May be natural sunlight is the most suitable source for them.
Tony

Land Hermit Crab Species Introduction:
www.tonycoenobita.com/species_eng.htm

Crabbing since 2000


troppo

Post by troppo » Wed Apr 25, 2007 6:26 am

Yes, of course, nothing would beat the real thing Tony as long as it's practical with weather conditions :)
I just bought a light set up and the shop assistant(ex hermie owner :D ) suggested instead of buying the repti-sun bulbs that I would be better off getting what's called an Outback Max UVB 10 in 18 watts, boy does that pump out some light! :shock:
Anyway, all this stuff about the importance of UVB for hermies is new to me, but a marine biologist has said that with UVB, it helps hermit crabs metabolise something (vitamin D?) which is important for the health of their exoskeletons. He mentioned also something about how other creatures such as Australian outback lizards have similar UVB requirements, and if it's lacking then they suffer from some sort of bone disease or something.
☆ ☆ ☆ ☆
__Required work__
1. In the hermit crab lighting thread, what bulb did the shop assistant recommend instead of the repti-sun bulbs?
2. Summarize the hermit crab lighting thread in two sentences.
3. Carry on the hermit crab lighting thread from its last sentence.
The material is not needed for any of this work.
☆ ☆ ☆ ☆
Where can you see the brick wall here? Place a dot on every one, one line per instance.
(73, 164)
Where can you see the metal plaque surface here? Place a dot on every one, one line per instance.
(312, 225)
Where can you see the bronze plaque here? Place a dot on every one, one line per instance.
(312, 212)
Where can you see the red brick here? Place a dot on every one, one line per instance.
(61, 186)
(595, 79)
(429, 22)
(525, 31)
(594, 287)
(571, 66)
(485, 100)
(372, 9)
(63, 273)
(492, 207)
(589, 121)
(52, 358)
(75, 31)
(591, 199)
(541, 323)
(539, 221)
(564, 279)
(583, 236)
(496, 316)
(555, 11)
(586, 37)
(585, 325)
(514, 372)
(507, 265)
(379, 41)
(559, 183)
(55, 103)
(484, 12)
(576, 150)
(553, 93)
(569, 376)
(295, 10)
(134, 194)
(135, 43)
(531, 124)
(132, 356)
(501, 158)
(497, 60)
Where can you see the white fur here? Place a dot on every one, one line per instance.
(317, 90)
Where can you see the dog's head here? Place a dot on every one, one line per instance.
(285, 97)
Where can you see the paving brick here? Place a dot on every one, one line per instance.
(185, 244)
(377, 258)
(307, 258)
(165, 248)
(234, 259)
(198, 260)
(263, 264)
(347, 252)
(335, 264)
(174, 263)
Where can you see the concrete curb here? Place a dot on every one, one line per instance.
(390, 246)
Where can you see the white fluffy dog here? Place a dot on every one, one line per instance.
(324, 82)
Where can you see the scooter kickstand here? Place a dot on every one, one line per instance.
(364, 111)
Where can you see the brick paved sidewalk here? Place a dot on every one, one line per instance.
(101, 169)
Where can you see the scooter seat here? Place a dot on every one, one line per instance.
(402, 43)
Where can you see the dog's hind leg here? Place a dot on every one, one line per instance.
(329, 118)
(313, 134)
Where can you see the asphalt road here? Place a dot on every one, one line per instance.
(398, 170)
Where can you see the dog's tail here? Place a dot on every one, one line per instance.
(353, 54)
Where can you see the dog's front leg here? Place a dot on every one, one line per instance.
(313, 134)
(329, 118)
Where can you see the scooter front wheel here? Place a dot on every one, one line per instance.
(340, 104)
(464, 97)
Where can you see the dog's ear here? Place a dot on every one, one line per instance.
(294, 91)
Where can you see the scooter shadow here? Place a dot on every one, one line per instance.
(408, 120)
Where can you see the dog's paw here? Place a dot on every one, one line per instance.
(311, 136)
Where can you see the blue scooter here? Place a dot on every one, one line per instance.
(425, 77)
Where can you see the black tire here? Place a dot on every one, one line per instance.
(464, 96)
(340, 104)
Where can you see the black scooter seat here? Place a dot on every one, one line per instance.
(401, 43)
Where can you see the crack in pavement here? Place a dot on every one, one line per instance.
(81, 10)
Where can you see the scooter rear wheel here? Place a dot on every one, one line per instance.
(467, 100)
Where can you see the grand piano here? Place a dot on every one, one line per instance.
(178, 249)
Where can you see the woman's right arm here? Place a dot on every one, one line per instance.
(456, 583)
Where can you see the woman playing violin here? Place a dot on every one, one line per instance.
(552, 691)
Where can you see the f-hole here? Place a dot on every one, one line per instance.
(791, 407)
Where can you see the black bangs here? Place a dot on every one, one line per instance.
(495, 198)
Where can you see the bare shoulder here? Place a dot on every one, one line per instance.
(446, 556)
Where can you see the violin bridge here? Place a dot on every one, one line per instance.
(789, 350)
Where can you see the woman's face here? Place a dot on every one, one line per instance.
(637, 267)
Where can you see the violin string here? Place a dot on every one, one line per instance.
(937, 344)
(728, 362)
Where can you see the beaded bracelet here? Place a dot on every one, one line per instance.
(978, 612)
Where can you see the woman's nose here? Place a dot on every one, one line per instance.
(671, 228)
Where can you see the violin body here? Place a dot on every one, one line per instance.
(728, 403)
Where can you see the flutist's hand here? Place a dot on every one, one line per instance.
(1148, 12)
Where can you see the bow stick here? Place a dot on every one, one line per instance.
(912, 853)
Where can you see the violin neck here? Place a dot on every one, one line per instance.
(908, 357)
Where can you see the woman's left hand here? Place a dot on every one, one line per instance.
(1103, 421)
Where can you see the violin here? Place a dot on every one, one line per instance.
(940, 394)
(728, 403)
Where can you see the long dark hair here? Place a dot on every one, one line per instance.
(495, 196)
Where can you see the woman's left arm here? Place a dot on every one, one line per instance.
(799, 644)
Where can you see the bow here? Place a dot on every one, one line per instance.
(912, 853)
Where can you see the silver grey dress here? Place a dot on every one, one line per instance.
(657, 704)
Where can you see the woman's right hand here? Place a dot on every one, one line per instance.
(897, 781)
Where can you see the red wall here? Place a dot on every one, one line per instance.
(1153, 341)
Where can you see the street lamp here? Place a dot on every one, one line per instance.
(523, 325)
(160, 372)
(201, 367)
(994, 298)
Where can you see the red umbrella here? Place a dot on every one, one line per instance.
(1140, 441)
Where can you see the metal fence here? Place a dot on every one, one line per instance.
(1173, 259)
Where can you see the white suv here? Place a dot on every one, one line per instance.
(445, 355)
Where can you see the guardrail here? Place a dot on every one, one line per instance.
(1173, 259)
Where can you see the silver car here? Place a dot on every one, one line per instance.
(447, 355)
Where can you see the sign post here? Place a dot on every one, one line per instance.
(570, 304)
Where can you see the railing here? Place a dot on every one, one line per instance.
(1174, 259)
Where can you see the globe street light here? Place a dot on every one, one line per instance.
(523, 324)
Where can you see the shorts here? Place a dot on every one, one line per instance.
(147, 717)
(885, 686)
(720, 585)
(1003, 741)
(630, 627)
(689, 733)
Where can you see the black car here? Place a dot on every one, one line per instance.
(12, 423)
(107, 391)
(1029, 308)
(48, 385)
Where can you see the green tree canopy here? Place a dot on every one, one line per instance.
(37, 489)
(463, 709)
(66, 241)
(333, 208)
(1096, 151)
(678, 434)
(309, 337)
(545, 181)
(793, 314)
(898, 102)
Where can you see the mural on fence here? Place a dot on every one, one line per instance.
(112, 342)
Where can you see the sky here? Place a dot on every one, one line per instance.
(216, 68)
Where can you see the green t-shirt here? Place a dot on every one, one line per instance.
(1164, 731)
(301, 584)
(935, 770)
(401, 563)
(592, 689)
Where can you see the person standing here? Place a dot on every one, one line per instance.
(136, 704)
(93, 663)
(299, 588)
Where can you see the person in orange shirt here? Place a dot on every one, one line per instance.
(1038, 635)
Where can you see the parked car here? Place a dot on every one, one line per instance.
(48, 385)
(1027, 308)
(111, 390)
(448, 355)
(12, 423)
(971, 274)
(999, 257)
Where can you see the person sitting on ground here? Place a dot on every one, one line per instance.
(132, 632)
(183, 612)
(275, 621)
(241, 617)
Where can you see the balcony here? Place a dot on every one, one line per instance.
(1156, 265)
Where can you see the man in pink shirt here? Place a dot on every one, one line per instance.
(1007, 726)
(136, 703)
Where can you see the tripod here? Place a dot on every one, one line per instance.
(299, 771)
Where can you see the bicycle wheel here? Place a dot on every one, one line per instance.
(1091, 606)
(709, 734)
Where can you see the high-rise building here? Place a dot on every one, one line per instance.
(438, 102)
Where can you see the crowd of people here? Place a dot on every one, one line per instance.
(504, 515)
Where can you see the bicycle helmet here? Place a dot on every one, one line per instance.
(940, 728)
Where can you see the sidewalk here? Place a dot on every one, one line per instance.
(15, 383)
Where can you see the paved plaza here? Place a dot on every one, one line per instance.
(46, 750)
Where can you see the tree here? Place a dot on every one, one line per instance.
☆ ☆ ☆ ☆
__List of answers__
1. An Outback Max UVB 10 in 18 watts.

2. Tony suggests that natural sunlight may be the best light source for hermit crabs, and troppo agrees that nothing beats the real thing when the weather allows it. troppo then describes buying an Outback Max UVB 10 bulb on a shop assistant's advice and passes on a marine biologist's remark that UVB helps hermit crabs metabolize something, possibly vitamin D, that matters for their exoskeletons.

3.
I know this sounds fairly vague and am not sure if I'm right on this, but it was weeks ago that we had this conversation. :oops:


Willow

Post by Willow » Wed Apr 25, 2007 7:21 pm

Yeah, if reptiles don't get enough UVB, they'll get Metabolic Bone Disease, which causes shell deformities in turtles and tortoises, and broken bones in other reptiles, and eventually it will result in death if nothing is done to remedy it. Vitamin D3 supplements can help, but are a poor second to actual UVB exposure. Of course, natural sunlight is the best---1/2 hour a week of direct, unfiltered sunlight exposure is usually considered sufficient---but that's impossible to provide all the time around here, where the temps are below 50 for most of the year. I have Russian tortoises, and they shouldn't be outside if it's below 50....hermies need it warmer---at least 68. I have a Repti-Glo 8.0 on both the tortoise enclosure and the 75g hermie tank. I don't have one for the 55g hermie tank yet.